> [QUOTED PASSAGE]

· · ·

MMSR

Report

Link to report: https://www.overleaf.com/read/hjvjcvffndyf

WebApplication

App: https://mmsr-app.vercel.app

Code: https://github.com/Eduardo0697/mmsr_app

Implementation of API with limited resources in server

Code: https://github.com/Eduardo0697/api-mmsr

Files included

File	Description
`./project/main.py`	API developed for the implementation of the project
`./project/files.py`	Contains the variables that have the reference to the datasets files. Also If you want to run the project from zero, to generate the top ids while doing queries on the API change the first variable to `USE_COMPLETE_DATASETS = False`
`./project/functions.py`	Contains the developed functions to solve the task
`./project/ComputationTopIds_Individual_and_Fusioned.ipynb`	Implementation of the computation of the top 100 ids for each of the individual features, early fusion of selected features without PCA, and implementation of Borda count for late fusion.

· · ·

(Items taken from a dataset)
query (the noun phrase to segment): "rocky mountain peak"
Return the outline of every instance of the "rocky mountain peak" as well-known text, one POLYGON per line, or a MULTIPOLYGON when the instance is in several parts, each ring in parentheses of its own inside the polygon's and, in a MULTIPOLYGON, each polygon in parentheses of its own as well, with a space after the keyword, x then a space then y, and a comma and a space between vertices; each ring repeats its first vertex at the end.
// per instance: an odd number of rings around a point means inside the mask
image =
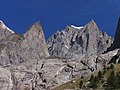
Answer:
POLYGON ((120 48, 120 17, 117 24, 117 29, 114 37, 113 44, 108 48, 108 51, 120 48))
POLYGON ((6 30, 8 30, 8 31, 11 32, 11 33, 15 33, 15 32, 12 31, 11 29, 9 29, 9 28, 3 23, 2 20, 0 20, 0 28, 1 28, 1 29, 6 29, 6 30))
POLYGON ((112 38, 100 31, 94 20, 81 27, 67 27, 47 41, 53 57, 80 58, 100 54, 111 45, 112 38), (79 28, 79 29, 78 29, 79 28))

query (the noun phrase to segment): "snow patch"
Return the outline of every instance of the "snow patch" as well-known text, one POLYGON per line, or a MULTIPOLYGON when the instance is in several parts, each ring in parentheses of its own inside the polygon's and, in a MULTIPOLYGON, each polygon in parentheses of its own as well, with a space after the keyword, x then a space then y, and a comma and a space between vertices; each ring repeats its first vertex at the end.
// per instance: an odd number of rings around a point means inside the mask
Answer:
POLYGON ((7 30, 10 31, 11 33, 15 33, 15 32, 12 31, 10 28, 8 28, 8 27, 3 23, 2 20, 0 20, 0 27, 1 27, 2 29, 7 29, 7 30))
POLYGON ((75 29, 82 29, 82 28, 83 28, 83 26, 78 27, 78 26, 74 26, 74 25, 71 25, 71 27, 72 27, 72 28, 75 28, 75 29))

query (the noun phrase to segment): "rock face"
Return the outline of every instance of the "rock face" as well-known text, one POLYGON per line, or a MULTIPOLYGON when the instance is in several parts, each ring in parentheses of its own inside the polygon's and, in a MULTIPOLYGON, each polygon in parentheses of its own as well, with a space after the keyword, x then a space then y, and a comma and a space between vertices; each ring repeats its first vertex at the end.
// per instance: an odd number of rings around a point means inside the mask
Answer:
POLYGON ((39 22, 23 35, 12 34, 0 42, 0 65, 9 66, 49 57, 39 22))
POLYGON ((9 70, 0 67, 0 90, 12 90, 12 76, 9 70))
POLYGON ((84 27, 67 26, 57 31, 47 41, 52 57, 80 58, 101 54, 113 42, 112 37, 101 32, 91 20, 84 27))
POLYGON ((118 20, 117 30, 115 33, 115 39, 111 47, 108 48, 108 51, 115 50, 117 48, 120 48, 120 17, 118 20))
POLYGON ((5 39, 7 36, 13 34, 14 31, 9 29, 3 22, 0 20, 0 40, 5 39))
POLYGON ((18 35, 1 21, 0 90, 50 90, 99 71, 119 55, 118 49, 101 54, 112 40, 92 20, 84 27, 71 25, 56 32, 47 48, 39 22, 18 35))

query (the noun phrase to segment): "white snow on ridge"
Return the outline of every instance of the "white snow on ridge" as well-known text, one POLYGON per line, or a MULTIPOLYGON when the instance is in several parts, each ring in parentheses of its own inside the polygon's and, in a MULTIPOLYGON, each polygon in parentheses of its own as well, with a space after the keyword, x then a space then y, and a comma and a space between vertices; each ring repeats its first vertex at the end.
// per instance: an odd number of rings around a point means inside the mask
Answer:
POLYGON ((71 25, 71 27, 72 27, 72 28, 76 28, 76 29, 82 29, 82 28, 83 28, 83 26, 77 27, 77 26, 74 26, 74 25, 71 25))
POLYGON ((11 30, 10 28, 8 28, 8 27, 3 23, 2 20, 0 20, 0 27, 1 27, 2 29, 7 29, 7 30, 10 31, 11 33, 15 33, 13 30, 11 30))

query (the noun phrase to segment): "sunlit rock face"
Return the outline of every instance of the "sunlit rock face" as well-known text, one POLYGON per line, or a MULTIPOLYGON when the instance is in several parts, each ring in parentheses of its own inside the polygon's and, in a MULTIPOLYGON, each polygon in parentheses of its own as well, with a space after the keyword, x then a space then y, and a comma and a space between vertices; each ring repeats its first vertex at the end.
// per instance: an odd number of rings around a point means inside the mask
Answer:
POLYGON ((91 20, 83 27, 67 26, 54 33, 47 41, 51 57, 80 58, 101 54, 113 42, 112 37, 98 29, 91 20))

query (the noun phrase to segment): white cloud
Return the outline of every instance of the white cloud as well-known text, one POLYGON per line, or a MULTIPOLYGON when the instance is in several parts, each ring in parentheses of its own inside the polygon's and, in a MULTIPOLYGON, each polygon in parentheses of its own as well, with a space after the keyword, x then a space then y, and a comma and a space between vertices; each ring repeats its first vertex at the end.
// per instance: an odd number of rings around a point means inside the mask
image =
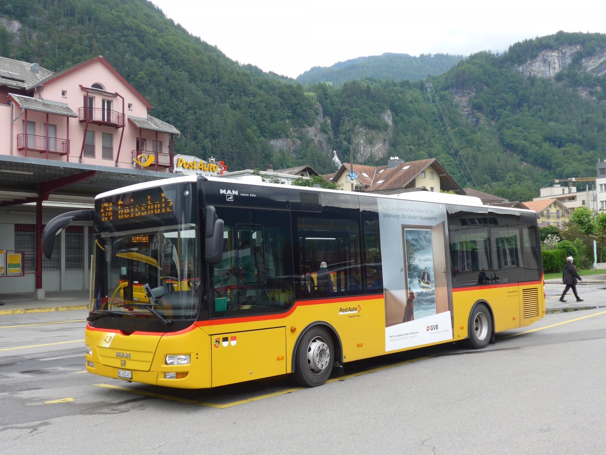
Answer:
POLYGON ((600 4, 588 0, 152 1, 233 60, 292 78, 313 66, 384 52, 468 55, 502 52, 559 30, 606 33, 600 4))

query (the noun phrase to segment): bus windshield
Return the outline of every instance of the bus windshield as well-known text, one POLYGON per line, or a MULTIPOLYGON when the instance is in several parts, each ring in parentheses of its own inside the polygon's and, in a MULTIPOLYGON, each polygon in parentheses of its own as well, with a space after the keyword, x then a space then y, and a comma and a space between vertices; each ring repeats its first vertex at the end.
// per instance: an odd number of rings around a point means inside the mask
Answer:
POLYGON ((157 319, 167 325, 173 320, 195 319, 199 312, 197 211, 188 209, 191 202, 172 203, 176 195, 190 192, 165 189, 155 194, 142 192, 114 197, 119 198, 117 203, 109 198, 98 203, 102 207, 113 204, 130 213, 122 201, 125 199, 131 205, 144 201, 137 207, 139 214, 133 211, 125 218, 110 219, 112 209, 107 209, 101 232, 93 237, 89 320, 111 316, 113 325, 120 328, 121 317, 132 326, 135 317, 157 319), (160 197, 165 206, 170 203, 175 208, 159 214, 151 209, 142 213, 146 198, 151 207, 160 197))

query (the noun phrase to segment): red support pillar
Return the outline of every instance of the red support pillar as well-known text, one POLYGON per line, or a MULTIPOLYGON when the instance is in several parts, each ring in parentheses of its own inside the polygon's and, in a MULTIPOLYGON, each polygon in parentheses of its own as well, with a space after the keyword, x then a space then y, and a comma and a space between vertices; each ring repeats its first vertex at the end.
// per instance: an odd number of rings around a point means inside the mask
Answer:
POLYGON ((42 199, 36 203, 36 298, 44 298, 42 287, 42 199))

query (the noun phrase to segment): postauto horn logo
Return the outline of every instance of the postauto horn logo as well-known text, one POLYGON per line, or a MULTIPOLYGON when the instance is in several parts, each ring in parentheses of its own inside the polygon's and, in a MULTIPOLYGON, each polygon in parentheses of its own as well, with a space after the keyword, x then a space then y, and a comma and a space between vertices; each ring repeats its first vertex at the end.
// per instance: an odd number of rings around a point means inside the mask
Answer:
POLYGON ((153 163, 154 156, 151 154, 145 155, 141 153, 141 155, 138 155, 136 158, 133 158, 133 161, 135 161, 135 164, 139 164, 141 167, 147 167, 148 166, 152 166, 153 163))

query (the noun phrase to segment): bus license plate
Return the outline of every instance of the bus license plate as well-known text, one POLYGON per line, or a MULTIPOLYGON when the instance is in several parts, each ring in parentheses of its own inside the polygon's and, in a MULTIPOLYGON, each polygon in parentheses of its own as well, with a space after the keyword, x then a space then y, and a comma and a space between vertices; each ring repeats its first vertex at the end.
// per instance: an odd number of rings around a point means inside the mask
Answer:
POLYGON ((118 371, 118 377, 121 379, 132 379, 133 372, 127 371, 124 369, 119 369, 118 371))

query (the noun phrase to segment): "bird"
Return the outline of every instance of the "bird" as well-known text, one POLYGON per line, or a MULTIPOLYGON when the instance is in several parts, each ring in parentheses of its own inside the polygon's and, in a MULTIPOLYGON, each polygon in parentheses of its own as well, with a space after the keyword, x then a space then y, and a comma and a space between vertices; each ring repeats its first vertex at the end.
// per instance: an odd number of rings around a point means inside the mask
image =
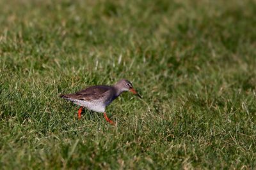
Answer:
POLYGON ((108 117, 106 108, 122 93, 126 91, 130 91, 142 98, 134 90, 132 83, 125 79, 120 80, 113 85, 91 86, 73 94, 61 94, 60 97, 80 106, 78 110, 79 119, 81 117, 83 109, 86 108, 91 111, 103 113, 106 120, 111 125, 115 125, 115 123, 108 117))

· · ·

> [TASK LIST]
• a. Write out the records from the line containing "query (the noun phrase to segment): bus license" through the line containing "POLYGON ((118 371, 118", keeping every character the same.
• b. Write the next part of the MMSR project page, picking up after its last line.
The MMSR project page and the records have no connection to each other.

> [RESPONSES IN ORDER]
• a.
query (the noun phrase to segment): bus license plate
Return the outline of every instance of the bus license plate as well-known text, one POLYGON per line, or a MULTIPOLYGON when the instance is in several parts, each ring in parentheses of its own inside the polygon's and, in a MULTIPOLYGON, each polygon in parentheses of its own as well, with a space after the keyword, x then a space then y, and a comma and a space between vertices; each ring repeats its first vertex at the end.
// per instance: an odd number of rings around a point means inside the mask
Answer:
POLYGON ((118 371, 118 377, 121 379, 132 379, 133 372, 127 371, 124 369, 119 369, 118 371))

• b.
`./project/EvaluationMetrics-.ipynb`	Contains the implementation of the functions to calculate the MAP, MRR, NDCG and Kendall Tau correlation, Popularity Bias, Hubness. And the generation of the Precision/Recall plots.
`./project/StatisticalDataAnalysis.ipynb`	Contains the statistical data analysis
`/project/LateFusion.ipynb`	Implementation of LateFusion, different methods in all the features
`./project/LateFusion-TestSelectedFeatures.ipynb`	Contains the late fusion weighted sum with selected features
`./project/EarlyFusion.ipynb`	Contains the implementation of early fusion of the features with PCA

Todo

Download the datasets if you don't want to run all the simulation from 0. Follow the instructions in the section "Data generated from the tasks".
Include the datasets provided for the task.

For the task 1 in ./MMSR_WT22_Task1_Data/.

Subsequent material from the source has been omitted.